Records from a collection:
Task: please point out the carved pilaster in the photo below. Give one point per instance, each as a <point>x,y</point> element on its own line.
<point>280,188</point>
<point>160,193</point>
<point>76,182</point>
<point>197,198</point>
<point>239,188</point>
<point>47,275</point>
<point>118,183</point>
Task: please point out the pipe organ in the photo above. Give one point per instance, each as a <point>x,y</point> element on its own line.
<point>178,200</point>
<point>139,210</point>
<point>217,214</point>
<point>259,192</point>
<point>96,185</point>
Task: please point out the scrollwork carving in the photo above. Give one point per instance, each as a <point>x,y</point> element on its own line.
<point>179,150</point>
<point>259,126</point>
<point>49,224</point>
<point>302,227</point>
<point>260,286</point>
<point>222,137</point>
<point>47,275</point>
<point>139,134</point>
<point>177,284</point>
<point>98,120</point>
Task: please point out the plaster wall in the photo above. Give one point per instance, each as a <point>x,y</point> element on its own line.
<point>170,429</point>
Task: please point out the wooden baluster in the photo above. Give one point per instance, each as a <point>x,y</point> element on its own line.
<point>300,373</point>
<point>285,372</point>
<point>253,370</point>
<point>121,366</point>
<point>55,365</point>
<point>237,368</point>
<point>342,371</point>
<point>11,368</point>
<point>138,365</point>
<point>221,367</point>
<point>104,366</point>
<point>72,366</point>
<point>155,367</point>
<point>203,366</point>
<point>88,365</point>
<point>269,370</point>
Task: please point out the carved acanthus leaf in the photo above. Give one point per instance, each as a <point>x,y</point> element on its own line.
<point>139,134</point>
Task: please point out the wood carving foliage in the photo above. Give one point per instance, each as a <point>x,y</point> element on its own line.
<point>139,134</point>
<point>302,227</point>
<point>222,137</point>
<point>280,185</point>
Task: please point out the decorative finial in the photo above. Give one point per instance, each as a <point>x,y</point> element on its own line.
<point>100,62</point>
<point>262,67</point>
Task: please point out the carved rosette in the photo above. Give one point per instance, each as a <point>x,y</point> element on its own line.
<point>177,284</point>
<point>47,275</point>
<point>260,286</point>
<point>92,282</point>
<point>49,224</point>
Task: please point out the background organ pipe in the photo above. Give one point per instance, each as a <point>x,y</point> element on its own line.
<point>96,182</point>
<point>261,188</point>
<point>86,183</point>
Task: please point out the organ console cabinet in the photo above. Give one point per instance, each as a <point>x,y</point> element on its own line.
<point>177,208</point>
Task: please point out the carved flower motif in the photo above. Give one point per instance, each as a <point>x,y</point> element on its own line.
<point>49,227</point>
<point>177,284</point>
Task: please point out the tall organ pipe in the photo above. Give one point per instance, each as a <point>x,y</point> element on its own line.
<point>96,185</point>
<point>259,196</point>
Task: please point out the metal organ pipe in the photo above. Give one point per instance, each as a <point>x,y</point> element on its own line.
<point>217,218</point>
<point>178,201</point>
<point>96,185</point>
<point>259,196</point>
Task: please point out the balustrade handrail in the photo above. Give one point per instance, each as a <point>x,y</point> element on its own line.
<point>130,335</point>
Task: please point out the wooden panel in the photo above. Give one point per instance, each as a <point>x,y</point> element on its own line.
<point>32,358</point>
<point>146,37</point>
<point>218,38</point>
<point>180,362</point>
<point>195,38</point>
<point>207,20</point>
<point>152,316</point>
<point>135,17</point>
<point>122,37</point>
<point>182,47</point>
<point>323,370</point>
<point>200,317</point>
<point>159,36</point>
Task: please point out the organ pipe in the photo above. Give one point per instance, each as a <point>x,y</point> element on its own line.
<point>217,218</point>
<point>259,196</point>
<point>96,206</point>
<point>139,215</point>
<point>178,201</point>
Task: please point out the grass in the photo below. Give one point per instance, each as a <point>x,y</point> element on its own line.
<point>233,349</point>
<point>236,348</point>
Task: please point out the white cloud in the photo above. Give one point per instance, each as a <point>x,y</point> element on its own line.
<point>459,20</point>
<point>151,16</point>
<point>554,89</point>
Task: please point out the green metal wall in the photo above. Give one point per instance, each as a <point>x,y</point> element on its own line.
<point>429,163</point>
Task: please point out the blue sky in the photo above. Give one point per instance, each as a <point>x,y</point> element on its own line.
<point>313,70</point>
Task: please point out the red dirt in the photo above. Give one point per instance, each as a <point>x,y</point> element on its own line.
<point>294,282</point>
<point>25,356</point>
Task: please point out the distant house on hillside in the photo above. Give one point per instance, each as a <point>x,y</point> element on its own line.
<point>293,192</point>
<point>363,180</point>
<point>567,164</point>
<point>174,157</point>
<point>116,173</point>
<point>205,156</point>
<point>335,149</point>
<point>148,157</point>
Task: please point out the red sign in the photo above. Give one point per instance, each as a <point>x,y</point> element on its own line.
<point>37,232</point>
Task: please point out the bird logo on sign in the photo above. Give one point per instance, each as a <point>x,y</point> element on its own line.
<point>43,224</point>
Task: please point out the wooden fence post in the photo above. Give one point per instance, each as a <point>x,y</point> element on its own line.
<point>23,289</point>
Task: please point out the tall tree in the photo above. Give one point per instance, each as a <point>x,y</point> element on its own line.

**Prompt:**
Reproduce, word for word, the rows from the first one above through the line containing "<point>98,120</point>", including both of those lines.

**Response to this exercise:**
Task: please point out the carved pilaster in the photo below. Give one point per instance, each as a <point>x,y</point> element on its own line.
<point>280,188</point>
<point>160,193</point>
<point>76,182</point>
<point>197,198</point>
<point>239,188</point>
<point>47,275</point>
<point>118,183</point>
Task: please point out the pipe organ in the photo above. Give one point per instance, each as a <point>x,y</point> element on its own line.
<point>178,200</point>
<point>139,210</point>
<point>217,214</point>
<point>259,192</point>
<point>96,185</point>
Task: please point out the scrollwork carving in the photo above. Give one point per instance, each as a <point>x,y</point> element on its own line.
<point>179,150</point>
<point>259,126</point>
<point>49,224</point>
<point>302,227</point>
<point>260,286</point>
<point>222,137</point>
<point>47,275</point>
<point>139,134</point>
<point>177,284</point>
<point>98,120</point>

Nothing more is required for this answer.